* **Your objective**: Turn every line of the items below into a JSON list of strings, one string per line, leaving out any blank lines.

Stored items
— start —
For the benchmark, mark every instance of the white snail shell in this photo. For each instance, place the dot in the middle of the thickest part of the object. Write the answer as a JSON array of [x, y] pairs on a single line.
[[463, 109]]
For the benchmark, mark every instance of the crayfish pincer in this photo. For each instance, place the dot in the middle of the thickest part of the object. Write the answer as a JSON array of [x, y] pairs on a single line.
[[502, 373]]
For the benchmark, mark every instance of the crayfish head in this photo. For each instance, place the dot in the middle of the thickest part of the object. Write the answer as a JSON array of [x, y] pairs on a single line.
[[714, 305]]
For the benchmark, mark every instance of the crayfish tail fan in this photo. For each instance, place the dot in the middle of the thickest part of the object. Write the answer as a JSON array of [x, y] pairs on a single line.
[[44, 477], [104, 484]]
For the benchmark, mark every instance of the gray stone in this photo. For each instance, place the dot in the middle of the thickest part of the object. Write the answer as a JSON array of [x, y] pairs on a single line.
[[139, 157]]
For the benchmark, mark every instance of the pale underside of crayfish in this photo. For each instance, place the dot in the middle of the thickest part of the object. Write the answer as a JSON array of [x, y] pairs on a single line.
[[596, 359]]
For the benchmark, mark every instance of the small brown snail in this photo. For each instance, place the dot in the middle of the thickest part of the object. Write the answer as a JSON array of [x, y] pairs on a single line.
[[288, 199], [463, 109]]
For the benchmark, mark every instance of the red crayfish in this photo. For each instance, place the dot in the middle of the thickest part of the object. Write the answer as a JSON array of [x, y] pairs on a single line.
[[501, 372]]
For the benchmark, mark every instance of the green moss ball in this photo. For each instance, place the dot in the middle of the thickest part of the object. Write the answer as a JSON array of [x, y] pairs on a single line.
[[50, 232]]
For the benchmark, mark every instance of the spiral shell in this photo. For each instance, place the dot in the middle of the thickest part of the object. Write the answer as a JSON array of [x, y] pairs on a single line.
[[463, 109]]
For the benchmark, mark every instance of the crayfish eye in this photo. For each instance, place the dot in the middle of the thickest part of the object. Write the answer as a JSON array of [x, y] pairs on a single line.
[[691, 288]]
— end —
* **Correct result**:
[
  "For the benchmark, mark every instance of the white snail shell in this photo. For each instance, place the dot in the middle of the thickest part of the object. Write the answer as a JSON array of [x, y] pairs on a single line.",
  "[[463, 109]]",
  "For the benchmark, mark every instance of the crayfish pincer in this photo. For each instance, place the dot in the middle of the thickest part of the object. Write the answer as a JSON array of [x, y] pairs on a single line.",
  "[[502, 373]]",
  "For the benchmark, mark every instance of the crayfish head in this photo. For each instance, place the dot in the middle of the thickest part of the object. Write the answer as a JSON array of [x, y] pairs on a single line.",
  "[[714, 305]]",
  "For the benchmark, mark every instance of the crayfish tail fan in this photo. For each instance, place the dot in the middle of the thickest part of the object. Write the answer as a JSON array of [x, y] pairs on a single line.",
  "[[44, 477], [104, 484]]",
  "For the benchmark, mark every instance of the gray stone in this photo. For each instance, place the dot in the middle of the thickest part of the object. Write the answer as a JSON array of [x, y] pairs on a single line.",
  "[[139, 157]]",
  "For the benchmark, mark every instance of the pale underside of crayfish in this photo. For each instance, place the dot in the middle of the thickest part of the object. Write the answer as a JSON array of [x, y] pairs on a single line.",
  "[[596, 359]]",
  "For the benchmark, mark every instance of the small brown snail in this photo. For each instance, place the dot in the middle of the thickest part of the object. Write the answer as a JSON array of [x, y] pairs on a single line.",
  "[[288, 199], [463, 109]]",
  "For the benchmark, mark every instance of the red crayfish in this photo. For each instance, place the dot in the middle of the thickest part of the object. Write the answer as a JSON array of [x, y] pairs on a single line.",
  "[[501, 372]]",
  "For the benchmark, mark every instance of the green moss ball in this photo. For each instance, place the dot in the middle of the thickest part of the object. Write the answer as a JSON array of [x, y] pairs on a single line.",
  "[[50, 232]]",
  "For the benchmark, mark every instance of the spiral shell in this photo. For each instance, place the dot in the middle of the thickest part of the object. Write the answer as a JSON array of [x, y] pairs on a single line.",
  "[[463, 109]]",
  "For the benchmark, mark every instance of the crayfish eye in this photo. For each instance, place the dot in the middle of the thickest part of the object. Write the answer as a JSON array of [x, y] pairs on a single line.",
  "[[691, 288]]"
]